[Start of Attachment]
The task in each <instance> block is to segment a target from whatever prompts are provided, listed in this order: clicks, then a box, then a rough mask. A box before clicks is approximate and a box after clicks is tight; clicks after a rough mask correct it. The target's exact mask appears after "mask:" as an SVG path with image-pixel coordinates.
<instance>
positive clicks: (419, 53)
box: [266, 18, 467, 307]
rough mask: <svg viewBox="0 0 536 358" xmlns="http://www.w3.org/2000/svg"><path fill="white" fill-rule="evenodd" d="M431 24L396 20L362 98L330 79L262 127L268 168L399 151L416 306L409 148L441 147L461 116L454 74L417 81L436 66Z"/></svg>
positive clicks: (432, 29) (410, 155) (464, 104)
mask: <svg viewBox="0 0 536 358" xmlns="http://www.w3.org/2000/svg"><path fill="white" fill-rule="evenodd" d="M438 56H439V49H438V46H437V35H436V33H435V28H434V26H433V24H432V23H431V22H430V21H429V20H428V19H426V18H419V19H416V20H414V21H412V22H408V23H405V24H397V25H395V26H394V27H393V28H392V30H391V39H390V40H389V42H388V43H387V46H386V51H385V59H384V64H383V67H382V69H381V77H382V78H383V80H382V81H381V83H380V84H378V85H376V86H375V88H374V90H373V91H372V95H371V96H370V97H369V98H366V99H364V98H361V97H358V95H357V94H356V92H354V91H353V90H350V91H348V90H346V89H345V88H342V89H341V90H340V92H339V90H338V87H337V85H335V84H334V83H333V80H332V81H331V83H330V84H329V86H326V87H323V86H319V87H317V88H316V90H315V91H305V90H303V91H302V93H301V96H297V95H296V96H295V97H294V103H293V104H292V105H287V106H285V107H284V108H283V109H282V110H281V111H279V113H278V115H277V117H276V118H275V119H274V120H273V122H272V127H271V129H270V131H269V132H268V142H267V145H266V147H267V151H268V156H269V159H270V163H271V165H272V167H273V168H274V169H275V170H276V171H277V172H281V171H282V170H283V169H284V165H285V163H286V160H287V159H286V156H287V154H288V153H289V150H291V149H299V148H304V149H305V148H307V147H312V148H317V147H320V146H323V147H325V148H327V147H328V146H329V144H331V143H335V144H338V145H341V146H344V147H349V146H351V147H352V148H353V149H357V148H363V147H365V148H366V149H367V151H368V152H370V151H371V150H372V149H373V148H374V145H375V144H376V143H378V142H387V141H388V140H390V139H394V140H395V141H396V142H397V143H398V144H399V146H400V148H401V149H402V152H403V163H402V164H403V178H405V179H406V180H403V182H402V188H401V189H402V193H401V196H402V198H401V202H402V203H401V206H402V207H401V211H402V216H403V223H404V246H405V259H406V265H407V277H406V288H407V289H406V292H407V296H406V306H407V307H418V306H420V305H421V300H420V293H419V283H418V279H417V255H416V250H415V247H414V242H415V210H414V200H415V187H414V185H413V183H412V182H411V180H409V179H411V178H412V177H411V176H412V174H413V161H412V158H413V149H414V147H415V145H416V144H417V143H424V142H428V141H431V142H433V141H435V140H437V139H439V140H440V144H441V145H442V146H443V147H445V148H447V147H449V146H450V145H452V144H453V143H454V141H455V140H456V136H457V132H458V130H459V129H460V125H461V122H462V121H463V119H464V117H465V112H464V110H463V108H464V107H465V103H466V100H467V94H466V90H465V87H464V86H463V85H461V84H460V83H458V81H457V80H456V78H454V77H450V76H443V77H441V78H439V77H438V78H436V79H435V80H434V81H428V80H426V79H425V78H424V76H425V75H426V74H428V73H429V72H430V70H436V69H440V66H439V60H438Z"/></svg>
[End of Attachment]
Your goal ▸ Scan the records above for the lines holding "positive clicks: (419, 53)" and "rough mask: <svg". Transcribe those two and every line between them word for word, and no others.

Answer to the problem ▸
positive clicks: (419, 53)
box: [266, 18, 467, 307]
rough mask: <svg viewBox="0 0 536 358" xmlns="http://www.w3.org/2000/svg"><path fill="white" fill-rule="evenodd" d="M431 24L396 20L362 98L330 79L262 127L268 168L399 151L416 306L409 148L441 147L461 116L454 74L417 81L436 66Z"/></svg>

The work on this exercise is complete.